** START OF SOURCE EXCERPT **

Yet indeed, and as Yaman has pointed out, calling Bashar the village idiot is actually not a purely emotional reaction on my part. Rather, it comes as a rational conclusion that I reached on the basis of own observations of Bashar’s behavior and my own contact with him, albeit somewhat limited, when we were at school – I called him an idiot then too and to his face. So, I am merely carrying out a tradition of sorts.

My description of Bashar is also based on my impression of the people around him, I have met many of them through years, especially during that the short period of interrogations that I had to go through in the first part of 2005, and many of them were no less the imbeciles than he is, which makes a lot of things really, considering the dictators’ knack for surrounding themselves with like-minded people - pale images of themselves.

Moreover, this impression of mine is not really so unique, just read what this little summary of official and popular regional reactions to Bashar’s latest gem and you’ll find out (sorry it is in available only in Arabic).

But to satisfy the request made by Engineering Change, let me just summarize here why I think Bashar is indeed an idiot and an imbecile on the basis of the current developments:

  1. * His speech angered so many people in the international community that, instead of benefiting from the dissatisfaction of some Europeans with current US policies in the region and driving a wedge between the two, he turned them against him, including the Germans who were just trying to engage the Assads regime.
  2. ** His speech served to further alienate Syria from Egypt, Jordan, and Saudi Arabia, while a more rational and calm speech, coupling a more benign criticism of these countries recent attitudes vis-à-vis the Assads (mostly for popular consumption in Syria) with a call for unity and solidarity with a Lebanese and Palestinian people, and for putting past differences aside, would have made it easier for the rulers of these countries to reengage the Assads and to defend them in international circles. Indeed, neither the Saudis, nor the Egyptians nor the Jordanians want to see regime change or instability in Syria, but Bashar keeps on pushing on this direction, hedging his bets completely on his Iranian allies, not to mention Hezbollah and Hamas. Now, pardon me if I think this is dumb. But it is. Now even the official press in Egypt and Saudi Arabia are criticizing Bashar and not always politely.
  3. *** By attacking the March 14 crowd, he is making their argument for them, that the Assads won’t stop interfering in Lebanon. Also, he managed to baffle and upset some of his very supporters in Lebanon, such as Salim al-Hoss and the editor of al-Safir newspaper who contrasted Bashar’s speech with that of Nasrallah, which was more conciliatory in tone from a Lebanese perspective. This constant comparison between Bashar and Nasrallah is really going to hurt him on the long run. Nasrallah is a man of action and he has accomplished some of the things he promised in his speeches. Bashar will be hard pressed to do the same. Failing that, he will look more and more like the charlatan that he truly is. Now, when you put yourself in this position and you invite such a comparison, you simply must be dumb.

** END OF SOURCE EXCERPT **
** START OF EXCERPTED RECORDS **

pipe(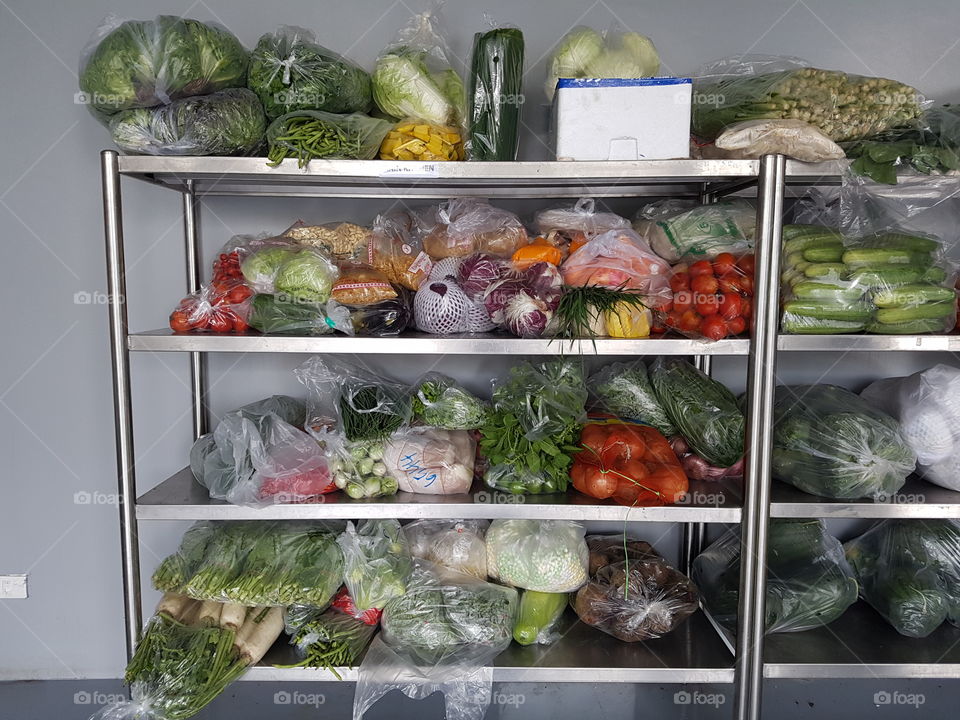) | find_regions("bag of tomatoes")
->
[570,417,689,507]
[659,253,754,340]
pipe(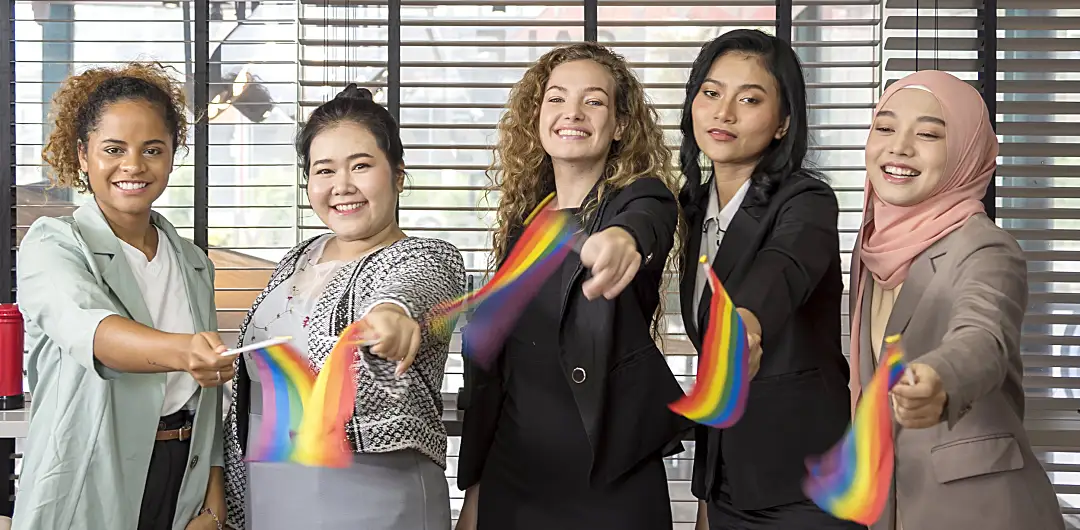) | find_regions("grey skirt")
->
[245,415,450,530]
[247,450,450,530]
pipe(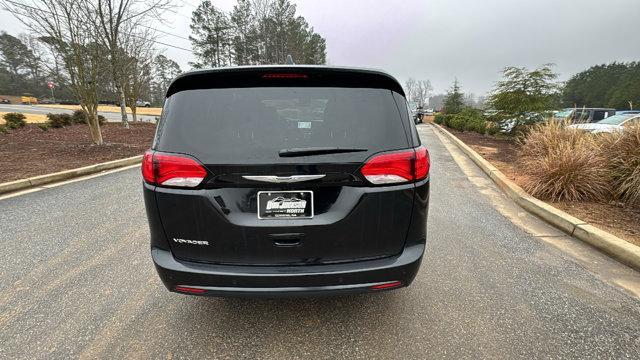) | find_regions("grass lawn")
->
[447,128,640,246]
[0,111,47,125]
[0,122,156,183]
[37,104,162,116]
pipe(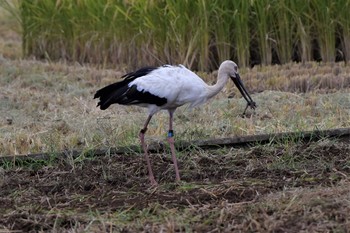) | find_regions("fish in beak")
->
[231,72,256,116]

** END OF EXCERPTED RECORDS **

### [EXERCISES TO COMPLETE]
**a.** Transcribe the commentary on Bashar from "3. *** By attacking" to "must be dumb.".
**b.** Answer these questions from the commentary on Bashar.
(i) In what period did the author go through interrogations?
(ii) From which three countries does the author say the speech further alienated Syria?
(iii) Which supporters of Bashar in Lebanon does the author say were baffled and upset by the speech?
**c.** Write the next part of the commentary on Bashar, picking up after its final sentence.
The records have nothing to do with the commentary on Bashar.

### [EXPECTED RESPONSES]
**a.**
3. *** By attacking the March 14 crowd, he is making their argument for them, that the Assads won’t stop interfering in Lebanon. Also, he managed to baffle and upset some of his very supporters in Lebanon, such as Salim al-Hoss and the editor of al-Safir newspaper who contrasted Bashar’s speech with that of Nasrallah, which was more conciliatory in tone from a Lebanese perspective. This constant comparison between Bashar and Nasrallah is really going to hurt him on the long run. Nasrallah is a man of action and he has accomplished some of the things he promised in his speeches. Bashar will be hard pressed to do the same. Failing that, he will look more and more like the charlatan that he truly is. Now, when you put yourself in this position and you invite such a comparison, you simply must be dumb.

**b.**
(i) The first part of 2005.
(ii) Egypt, Jordan, and Saudi Arabia.
(iii) Salim al-Hoss and the editor of al-Safir newspaper.

**c.**
Now what did Bashar gain out of all this? The support of the Syrian people? Well, true, the Syrian people in their support of Bashar may not be as fickle as the Iraqis in their support of Saddam, but fickle they are, just as they were in their support of his father all through the 80s. When push comes to shove, and despite the higher proportions of 20-somethigns in the country, Bashar will have little popular support. And guess what? If and when the dreaded push comes to the yearning shove, this will not materialize as a result of any lobbying by the opposition groups, but as a result of the Assads’ own actions. And this is the quintessence of dumb. The Assads are bringing upon themselves and the rest of us, a calamity that even their enemies want them to avoid. Dumb. Dumb. Dumb.

Now, for all those people who were angry with my post, I say “damn it, it’s about time!” Where the hell were you guys? I have been lambasting this idiot for quite a while now, and it’s about time that someone got unnerved by that. After all, he must have some supporters somewhere who would be interested in defending his illusory and elusive honor.

Teasing aside though, let me be clear here: I want you, whoever you are and regardless of the nature of your loyalties, your ethnic affiliations, your professional backgrounds, your age and your gender, I want you to be angry. It does not matter in the least to me if your anger is aimed at me at this stage. After all, I am not running for president. So, think me the Anti-Christ, if you will, what possible difference will it make to me?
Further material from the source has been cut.